======== PROVIDED RECORDS

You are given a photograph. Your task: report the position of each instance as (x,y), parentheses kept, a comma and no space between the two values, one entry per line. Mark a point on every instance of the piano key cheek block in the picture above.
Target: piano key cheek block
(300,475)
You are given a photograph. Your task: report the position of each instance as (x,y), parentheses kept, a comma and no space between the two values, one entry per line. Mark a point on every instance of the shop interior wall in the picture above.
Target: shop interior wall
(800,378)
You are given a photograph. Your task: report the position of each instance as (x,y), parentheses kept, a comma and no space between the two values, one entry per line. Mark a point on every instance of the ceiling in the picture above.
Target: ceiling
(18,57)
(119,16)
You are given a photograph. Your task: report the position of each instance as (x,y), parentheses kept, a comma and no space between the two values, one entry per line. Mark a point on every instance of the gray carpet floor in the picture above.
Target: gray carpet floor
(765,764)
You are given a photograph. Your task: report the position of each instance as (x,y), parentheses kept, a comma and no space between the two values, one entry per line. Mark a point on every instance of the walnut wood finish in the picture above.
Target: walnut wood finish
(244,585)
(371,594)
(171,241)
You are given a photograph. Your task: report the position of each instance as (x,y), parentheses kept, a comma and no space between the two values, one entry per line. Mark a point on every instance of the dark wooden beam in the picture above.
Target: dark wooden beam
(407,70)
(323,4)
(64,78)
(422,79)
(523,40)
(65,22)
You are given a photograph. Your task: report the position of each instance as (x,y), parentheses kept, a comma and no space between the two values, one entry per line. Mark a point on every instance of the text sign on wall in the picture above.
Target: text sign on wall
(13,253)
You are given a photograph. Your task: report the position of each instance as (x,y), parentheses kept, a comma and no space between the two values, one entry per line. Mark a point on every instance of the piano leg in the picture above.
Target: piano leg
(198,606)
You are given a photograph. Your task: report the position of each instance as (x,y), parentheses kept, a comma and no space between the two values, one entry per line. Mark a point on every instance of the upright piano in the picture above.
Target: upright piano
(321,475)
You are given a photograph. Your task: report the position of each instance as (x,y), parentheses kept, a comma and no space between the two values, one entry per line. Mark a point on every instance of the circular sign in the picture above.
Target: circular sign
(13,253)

================

● **AIM OF THE EXERCISE**
All records shown above are to be reproduced without any alteration.

● **OUTPUT FOR THIS EXERCISE**
You are given a photograph. Your task: report the position of each instance as (x,y), parentheses kept, a comma and no space between the two values, one entry per line. Mark a point on every instance of the piano key cheek block in the picture above.
Target: piano key cheek block
(300,475)
You are given a photograph. Your task: report the position of each instance as (x,y), parentheses kept, a comma and no space between the two values, one entry per line. Mark a point on every instance of the shop interior wall in the picture above.
Target: shop interior wall
(800,378)
You are given a photograph. Your task: report the position of each instance as (x,y), parentheses kept, a comma and no space between the two values, one entry per line. Mark a point on every instance of the ceiling in the picture above.
Target: ceiling
(18,57)
(119,16)
You are given a photograph. Your task: report the position of each instance as (x,y), parentheses kept, a comma and no space between the two values, one entry per line. Mark a point on every instance of the gray carpet floor in the picture above.
Target: gray carpet floor
(765,764)
You are given a photograph. Your task: report the position of each instance as (x,y), parentheses kept, a comma and no space between the two values, one entry per line. Mark a point on every instance of the walnut wood finish in the picture above.
Target: walnut wood finish
(244,585)
(371,594)
(171,241)
You are given a photograph. Your task: report the position of each instance as (x,y), parentheses kept, a comma and no space between the two values, one entry per line. Mark a point on every instance of the dark wooden beam in the picture above.
Target: dark wooden beam
(407,70)
(323,4)
(64,78)
(422,79)
(523,40)
(65,22)
You are given a photograph. Your task: report the position of each instance as (x,y), parentheses kept, a comma and no space between the two values, one entry per line. Mark a point on every instance of the text sign on wall in the picture above.
Target: text sign on wall
(13,253)
You are given a photograph. Your task: report the position of each instance as (x,y), parentheses kept, a comma and no space between the two values, one entry per line. Mark a point on every instance of the piano leg in the picture above.
Target: piano leg
(198,606)
You are given a photograph. Your task: report the position of each instance as (x,y), parentheses kept, a comma and no space between the two values, one entry per line. Mark a point on every instance of the upright piano in the picture above.
Target: upright piano
(321,475)
You are given a photograph. Your task: report the position of each instance as (x,y), parentheses kept, a comma and no space between the two values, one entry per line. Mark a point on every instance of the circular sign in the picture above.
Target: circular sign
(13,253)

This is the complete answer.